Excerpted text Start Marker
The waters of Louisiana are generous, yielding about 65 million pounds of shrimp, eight million pounds of crawfish and three million pounds of oysters in 2020.
But the biggest catch is menhaden. In 2020, boats hauled in about nine times more menhaden than shrimp.
If your appreciation for seafood comes from the tip of a fork rather than the business end of a fishing pole, you’ve probably never heard of menhaden, also called pogy.
The fish are bony and oily and small, about the size of a dollar bill.
Even Paul Prudhomme could not have made pogy into a delicacy. So the value of the state’s shrimp crop exceeds the value of its menhaden, even though boats hauled in more than 600 million pounds of menhaden in 2020.
Menhaden chiefly winds up in fertilizer and pet food and livestock feed, but some may arrive unknowingly in human stomachs as an ingredient of granola bars, pasta sauce, and margarine.
"They’re nasty," said Skyler Sagarese, a research scientist with the National Oceanic and Atmosphere Administration. "They’re pretty much all oil."
But pogy were in the news last week when a boat netting the species dumped 900,000 dead fish in the Gulf of Mexico near Holly Beach in Cameron Parish.
Excerpted text End Marker
Information given Start Marker
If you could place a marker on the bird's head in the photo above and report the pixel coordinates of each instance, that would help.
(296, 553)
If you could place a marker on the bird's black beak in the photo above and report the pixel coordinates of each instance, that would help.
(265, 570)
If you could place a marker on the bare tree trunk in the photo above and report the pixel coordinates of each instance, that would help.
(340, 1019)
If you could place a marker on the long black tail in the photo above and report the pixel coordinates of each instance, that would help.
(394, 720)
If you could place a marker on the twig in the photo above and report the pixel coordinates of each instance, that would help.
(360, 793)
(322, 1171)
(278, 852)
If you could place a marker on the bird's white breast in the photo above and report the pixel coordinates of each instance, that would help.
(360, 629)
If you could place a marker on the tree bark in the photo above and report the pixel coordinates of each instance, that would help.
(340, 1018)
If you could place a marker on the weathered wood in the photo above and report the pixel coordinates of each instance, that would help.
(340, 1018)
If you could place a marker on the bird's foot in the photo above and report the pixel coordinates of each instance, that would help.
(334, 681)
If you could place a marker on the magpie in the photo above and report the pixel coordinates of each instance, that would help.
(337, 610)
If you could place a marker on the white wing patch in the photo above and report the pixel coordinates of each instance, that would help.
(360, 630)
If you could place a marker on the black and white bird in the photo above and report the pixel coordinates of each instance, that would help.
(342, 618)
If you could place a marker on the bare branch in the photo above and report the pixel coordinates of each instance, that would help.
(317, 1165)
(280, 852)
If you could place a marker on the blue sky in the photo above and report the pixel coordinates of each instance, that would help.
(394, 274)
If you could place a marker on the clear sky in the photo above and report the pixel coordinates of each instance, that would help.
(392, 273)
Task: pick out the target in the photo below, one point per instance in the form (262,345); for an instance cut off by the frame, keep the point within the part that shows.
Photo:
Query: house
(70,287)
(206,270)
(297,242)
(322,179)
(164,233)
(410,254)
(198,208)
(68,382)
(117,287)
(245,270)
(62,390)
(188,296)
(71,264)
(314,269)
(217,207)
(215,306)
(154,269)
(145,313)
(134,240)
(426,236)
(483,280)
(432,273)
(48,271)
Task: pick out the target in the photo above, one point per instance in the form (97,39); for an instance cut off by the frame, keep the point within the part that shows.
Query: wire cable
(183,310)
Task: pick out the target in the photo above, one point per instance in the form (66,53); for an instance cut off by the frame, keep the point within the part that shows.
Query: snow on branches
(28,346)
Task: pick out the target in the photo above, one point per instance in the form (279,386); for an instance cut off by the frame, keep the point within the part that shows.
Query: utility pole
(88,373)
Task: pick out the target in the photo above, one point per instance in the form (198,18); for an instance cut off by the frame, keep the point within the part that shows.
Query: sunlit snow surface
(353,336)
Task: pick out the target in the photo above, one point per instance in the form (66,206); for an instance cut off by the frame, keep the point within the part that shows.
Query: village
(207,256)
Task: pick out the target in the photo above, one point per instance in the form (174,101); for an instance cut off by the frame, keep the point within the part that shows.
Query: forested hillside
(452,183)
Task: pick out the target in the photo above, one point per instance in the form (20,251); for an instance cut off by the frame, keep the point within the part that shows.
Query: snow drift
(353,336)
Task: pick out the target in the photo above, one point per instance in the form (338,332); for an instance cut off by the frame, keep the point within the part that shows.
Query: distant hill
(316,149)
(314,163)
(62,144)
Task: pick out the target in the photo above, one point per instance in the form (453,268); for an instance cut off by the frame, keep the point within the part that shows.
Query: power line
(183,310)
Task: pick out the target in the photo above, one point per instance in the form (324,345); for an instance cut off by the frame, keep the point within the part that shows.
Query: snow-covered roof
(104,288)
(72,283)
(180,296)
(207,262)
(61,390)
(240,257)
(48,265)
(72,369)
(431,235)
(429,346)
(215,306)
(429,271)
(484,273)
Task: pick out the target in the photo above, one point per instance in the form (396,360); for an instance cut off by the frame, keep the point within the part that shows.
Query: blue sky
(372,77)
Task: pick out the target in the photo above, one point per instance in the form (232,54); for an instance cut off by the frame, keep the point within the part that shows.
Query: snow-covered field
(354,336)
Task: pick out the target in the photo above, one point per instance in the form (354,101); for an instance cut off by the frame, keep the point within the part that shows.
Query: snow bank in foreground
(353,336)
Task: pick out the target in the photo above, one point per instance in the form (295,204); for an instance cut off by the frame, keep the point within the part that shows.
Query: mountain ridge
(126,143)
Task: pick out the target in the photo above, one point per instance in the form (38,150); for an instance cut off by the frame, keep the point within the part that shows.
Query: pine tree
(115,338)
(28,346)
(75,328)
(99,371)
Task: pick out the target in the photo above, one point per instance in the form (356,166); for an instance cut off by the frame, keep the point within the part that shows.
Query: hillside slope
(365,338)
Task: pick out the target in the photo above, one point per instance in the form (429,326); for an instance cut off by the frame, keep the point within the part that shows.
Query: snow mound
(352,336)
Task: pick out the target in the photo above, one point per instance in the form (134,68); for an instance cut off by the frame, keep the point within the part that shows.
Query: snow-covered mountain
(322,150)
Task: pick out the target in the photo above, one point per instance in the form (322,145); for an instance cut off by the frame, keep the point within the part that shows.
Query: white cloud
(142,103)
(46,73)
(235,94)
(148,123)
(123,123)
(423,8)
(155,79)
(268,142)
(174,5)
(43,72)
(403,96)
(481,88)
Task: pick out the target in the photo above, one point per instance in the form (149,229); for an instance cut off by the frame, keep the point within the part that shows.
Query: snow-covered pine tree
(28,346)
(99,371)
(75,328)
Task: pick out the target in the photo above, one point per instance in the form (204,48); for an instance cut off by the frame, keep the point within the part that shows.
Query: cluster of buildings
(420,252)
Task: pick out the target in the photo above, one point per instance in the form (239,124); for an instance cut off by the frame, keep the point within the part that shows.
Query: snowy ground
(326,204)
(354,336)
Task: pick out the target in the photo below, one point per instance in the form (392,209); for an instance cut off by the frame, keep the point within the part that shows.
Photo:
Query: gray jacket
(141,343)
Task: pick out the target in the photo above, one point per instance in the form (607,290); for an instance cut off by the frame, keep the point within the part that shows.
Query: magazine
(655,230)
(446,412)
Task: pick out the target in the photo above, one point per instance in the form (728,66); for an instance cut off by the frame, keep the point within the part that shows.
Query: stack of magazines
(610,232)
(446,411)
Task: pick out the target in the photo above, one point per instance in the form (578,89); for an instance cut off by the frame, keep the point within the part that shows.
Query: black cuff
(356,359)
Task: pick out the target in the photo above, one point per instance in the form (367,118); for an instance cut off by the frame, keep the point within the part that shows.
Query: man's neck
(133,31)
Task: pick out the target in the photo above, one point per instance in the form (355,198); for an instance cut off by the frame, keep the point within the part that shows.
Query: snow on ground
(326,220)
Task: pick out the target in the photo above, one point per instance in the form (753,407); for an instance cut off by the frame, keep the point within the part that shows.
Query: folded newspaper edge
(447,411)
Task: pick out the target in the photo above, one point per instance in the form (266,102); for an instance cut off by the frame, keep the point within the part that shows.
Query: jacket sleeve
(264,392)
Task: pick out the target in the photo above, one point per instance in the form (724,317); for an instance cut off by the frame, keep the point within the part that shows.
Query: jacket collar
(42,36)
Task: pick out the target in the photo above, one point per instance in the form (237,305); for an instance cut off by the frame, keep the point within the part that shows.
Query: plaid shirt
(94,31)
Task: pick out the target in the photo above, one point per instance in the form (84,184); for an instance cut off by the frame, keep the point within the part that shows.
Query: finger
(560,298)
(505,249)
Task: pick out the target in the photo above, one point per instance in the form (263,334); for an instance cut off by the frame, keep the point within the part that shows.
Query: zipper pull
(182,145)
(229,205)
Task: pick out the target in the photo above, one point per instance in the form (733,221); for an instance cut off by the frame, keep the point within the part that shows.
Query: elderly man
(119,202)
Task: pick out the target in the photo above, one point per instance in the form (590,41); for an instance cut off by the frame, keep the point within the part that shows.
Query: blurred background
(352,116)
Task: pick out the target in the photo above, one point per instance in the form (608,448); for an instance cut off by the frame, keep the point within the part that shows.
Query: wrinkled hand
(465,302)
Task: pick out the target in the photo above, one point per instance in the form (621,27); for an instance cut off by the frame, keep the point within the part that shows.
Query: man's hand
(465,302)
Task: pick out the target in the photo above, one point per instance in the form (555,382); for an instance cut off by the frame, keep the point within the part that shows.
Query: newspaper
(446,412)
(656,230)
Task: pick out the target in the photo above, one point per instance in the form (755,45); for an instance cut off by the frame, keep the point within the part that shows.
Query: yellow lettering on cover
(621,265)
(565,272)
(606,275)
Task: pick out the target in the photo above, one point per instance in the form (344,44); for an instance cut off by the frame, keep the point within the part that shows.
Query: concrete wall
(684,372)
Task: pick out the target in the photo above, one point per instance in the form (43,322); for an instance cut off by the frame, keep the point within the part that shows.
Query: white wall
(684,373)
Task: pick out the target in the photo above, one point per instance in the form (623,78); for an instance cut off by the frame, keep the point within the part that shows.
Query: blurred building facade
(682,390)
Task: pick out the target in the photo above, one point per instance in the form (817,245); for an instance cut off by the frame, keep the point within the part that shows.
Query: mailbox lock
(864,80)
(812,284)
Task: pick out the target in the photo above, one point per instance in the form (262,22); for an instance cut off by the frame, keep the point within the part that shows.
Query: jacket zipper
Information given End Marker
**Work instruction A:** List every product the menhaden text says menhaden ends up in, including foods people may eat without knowing it.
**Work instruction B:** From the menhaden text, transcribe the passage from "The waters of" up to and including "a dollar bill.".

**Task output A:** fertilizer, pet food, livestock feed, granola bars, pasta sauce, margarine

**Task output B:**
The waters of Louisiana are generous, yielding about 65 million pounds of shrimp, eight million pounds of crawfish and three million pounds of oysters in 2020.
But the biggest catch is menhaden. In 2020, boats hauled in about nine times more menhaden than shrimp.
If your appreciation for seafood comes from the tip of a fork rather than the business end of a fishing pole, you’ve probably never heard of menhaden, also called pogy.
The fish are bony and oily and small, about the size of a dollar bill.